══ MATERIAL TO PROCESS ══

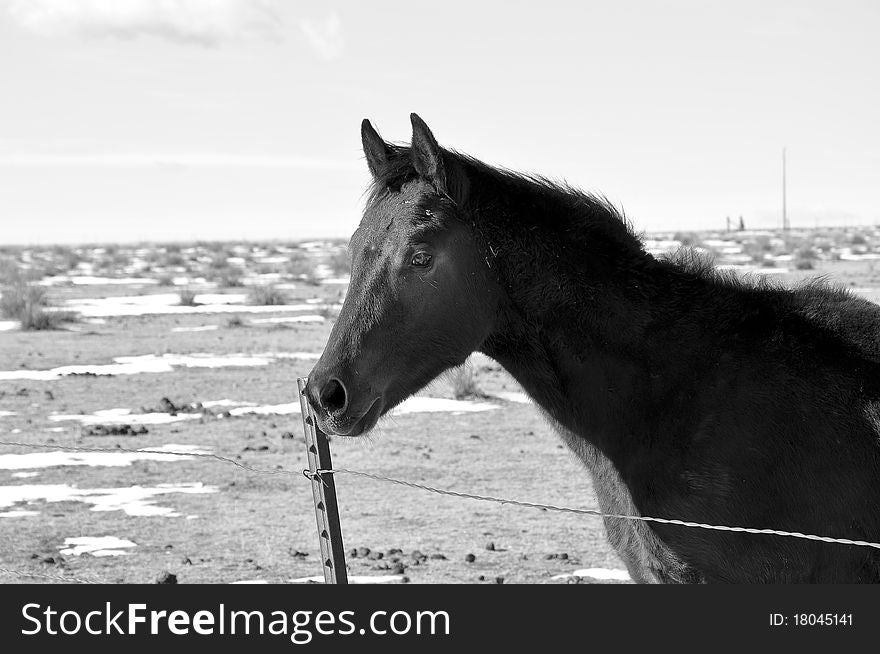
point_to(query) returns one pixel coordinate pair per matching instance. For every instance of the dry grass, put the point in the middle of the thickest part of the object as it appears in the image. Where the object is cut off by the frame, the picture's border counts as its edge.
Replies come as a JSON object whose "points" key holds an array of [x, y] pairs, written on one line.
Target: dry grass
{"points": [[187, 298], [267, 295], [464, 385], [28, 304]]}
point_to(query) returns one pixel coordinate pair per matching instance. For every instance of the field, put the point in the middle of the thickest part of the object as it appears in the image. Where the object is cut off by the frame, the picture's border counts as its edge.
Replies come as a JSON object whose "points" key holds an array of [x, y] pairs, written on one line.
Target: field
{"points": [[197, 347]]}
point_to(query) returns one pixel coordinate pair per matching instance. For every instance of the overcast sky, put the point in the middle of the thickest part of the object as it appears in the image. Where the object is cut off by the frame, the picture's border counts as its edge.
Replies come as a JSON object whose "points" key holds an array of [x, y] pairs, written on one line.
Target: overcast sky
{"points": [[231, 119]]}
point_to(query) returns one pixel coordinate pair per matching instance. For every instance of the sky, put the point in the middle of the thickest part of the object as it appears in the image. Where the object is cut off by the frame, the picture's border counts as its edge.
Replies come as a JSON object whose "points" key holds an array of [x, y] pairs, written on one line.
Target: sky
{"points": [[130, 120]]}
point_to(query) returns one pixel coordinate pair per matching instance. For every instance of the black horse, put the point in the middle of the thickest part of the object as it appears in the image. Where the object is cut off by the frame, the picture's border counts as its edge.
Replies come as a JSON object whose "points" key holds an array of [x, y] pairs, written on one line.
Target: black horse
{"points": [[689, 394]]}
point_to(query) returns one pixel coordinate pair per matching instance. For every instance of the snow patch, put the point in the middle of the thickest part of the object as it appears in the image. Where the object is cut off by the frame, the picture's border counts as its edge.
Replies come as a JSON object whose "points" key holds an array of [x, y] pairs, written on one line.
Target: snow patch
{"points": [[34, 460], [96, 546], [134, 500]]}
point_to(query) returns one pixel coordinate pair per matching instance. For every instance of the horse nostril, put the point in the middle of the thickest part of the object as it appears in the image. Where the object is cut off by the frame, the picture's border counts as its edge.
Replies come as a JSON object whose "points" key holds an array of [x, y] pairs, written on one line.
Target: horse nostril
{"points": [[334, 397]]}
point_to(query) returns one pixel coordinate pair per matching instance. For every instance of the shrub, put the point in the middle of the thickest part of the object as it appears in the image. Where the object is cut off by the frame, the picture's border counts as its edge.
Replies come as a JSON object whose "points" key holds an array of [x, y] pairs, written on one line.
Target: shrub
{"points": [[230, 278], [340, 262], [266, 295], [300, 265], [464, 383], [235, 321], [27, 303], [188, 298]]}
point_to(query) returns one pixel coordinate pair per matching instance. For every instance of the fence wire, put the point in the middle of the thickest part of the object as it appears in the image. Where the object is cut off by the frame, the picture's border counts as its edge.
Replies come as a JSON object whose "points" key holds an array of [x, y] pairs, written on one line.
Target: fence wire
{"points": [[409, 484]]}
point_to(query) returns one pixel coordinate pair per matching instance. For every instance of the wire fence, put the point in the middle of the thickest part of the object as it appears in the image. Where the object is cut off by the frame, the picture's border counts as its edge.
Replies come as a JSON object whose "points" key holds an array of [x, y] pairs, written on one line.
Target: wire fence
{"points": [[409, 484]]}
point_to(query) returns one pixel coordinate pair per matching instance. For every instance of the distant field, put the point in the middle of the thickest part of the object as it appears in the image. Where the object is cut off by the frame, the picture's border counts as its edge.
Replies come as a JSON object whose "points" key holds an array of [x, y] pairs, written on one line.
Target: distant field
{"points": [[197, 348]]}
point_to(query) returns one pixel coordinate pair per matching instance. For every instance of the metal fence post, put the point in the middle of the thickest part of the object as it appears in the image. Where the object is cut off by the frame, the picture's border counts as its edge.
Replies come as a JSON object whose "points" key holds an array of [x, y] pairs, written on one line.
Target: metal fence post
{"points": [[324, 492]]}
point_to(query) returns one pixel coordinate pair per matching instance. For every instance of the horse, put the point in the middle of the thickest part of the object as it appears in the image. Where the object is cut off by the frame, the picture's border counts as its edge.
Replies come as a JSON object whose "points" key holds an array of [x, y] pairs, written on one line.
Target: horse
{"points": [[688, 393]]}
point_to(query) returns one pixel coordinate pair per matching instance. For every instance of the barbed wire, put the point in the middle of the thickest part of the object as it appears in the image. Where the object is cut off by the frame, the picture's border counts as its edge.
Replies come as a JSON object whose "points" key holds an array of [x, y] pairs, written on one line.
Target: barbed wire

═══

• GIVEN TASK: Quote all the records verbatim, dropping any pictures from your copy.

• THE SOLUTION:
point_to(query) returns one pixel coordinate pair per matching instance. For every instance of the dry grass, put the point in the middle of the thickest part of the object as it appears in the image. Where the object is cut off by the frame, the picture's border counts as its edge.
Replies come as a JSON object whose "points" key holds an array of [x, y] pairs, written on one line.
Target: dry grass
{"points": [[187, 298], [267, 295], [464, 385], [28, 304]]}
point_to(query) returns one pixel coordinate pair per matching instance. For every instance of the field, put the point in the middle of the thickest part of the object as it appears in the image. Where the object is cut off by the frame, the picture's border counts as its edge.
Replies come as a JSON object whose "points" key holds an array of [x, y] pairs, written on one line.
Target: field
{"points": [[197, 347]]}
point_to(query) returns one pixel coordinate pair per matching instance. For every instance of the overcast sky, put the point in the middle of the thickest part of the object as it appears in the image. Where the object is cut off by the frame, the picture's border counts as its edge.
Replies come as a JSON object whose "points" key holds an array of [x, y] pairs, written on one line.
Target: overcast sky
{"points": [[231, 119]]}
point_to(query) returns one pixel coordinate pair per matching instance. For every instance of the sky, put the point in the middle of the thickest part of the object as it appears in the image. Where the object is cut off by the frame, the picture's border counts as its edge.
Replies come as a JSON object whose "points" key holds an array of [x, y] pairs, written on one line.
Target: sky
{"points": [[130, 120]]}
point_to(query) returns one pixel coordinate pair per matching instance. For every instance of the black horse, put the point in the middle of the thickest part of the object as it appears in the image. Where the object is cut off by the frame, the picture's border counts as its edge.
Replies come as a JSON object whose "points" key holds an array of [x, y] pairs, written on one line.
Target: black horse
{"points": [[689, 394]]}
point_to(query) returns one pixel coordinate pair per matching instance. For every instance of the snow patch, put the point in the middle of the thickest part of the object as it appears in the image. Where the object is cut off by the frame, the picture's border counts as its edge.
Replies come as a JSON object whose "points" key holds an array of [x, y] pairs, written on one line.
Target: snow patch
{"points": [[34, 460], [96, 546], [134, 500]]}
point_to(query) returns one pixel coordinate pair per matching instance. For every instance of the horse nostril, put the point in the middle of the thickest part of the object as it appears in the image. Where the object is cut off by the frame, the picture's border counts as its edge.
Replies come as a JSON object whose "points" key holds an array of [x, y] pairs, written on one line.
Target: horse nostril
{"points": [[334, 397]]}
point_to(query) returns one pixel coordinate pair per matching instance. For every instance of the shrub, put the point in the middle of the thickest part of the object as it appears in the image. Where the object is cut off by the frame, the picture's border counts as its edge.
Replies come as a JSON object whose "points" key holds an array of [x, y] pairs, written on one line.
Target: shrub
{"points": [[230, 278], [340, 262], [266, 295], [300, 265], [464, 383], [235, 321], [27, 303], [188, 298]]}
point_to(query) returns one pixel coordinate pair per matching instance. For every instance of the fence wire, put the point in the middle of the thickest part of the object as it appears in the image. Where the object is cut off by the frame, the picture's border counts as its edge.
Replies come as a JSON object whose "points" key holds an array of [x, y] pairs, written on one line.
Target: fence wire
{"points": [[409, 484]]}
point_to(query) returns one pixel coordinate pair per matching instance. For every instance of the wire fence, put the point in the middle of the thickest part of the object as it appears in the image. Where the object is cut off by the frame, the picture's border counts as its edge.
Replies come as a JSON object whose "points" key holds an array of [x, y] pairs, written on one line.
Target: wire fence
{"points": [[409, 484]]}
point_to(query) returns one pixel coordinate pair per matching instance. For every instance of the distant field, put the point in the middle of the thickest part of the object as it appears in the image. Where the object is cut off by the frame, the picture's border counts as its edge.
Replies come as a JSON object whose "points" key holds an array of [x, y] pairs, written on one line.
Target: distant field
{"points": [[197, 348]]}
point_to(query) returns one pixel coordinate pair per matching instance. For every instance of the metal fence post, put the point in the middle of the thickest part of the object as it appears in the image. Where the object is cut off by the frame, the picture's border counts as its edge.
Replies come as a JSON object whose "points" key holds an array of [x, y] pairs, written on one line.
Target: metal fence post
{"points": [[324, 492]]}
point_to(query) returns one pixel coordinate pair per matching instance. For every instance of the horse, put the point in the middle of the thickest part of the object as it appears in the image. Where the object is cut off by the frame, the picture's border counts as its edge.
Replies come as a JSON object whose "points" key holds an array of [x, y] pairs, written on one line.
Target: horse
{"points": [[688, 393]]}
point_to(query) returns one pixel coordinate pair per matching instance. For every instance of the barbed wire, put the point in the middle of the thickest part of the object as it appears in the image. Where the object is cut off by the frame, the picture's border counts as its edge.
Replies come as a JSON object whose "points" key holds an array of [x, y] pairs, written on one line.
Target: barbed wire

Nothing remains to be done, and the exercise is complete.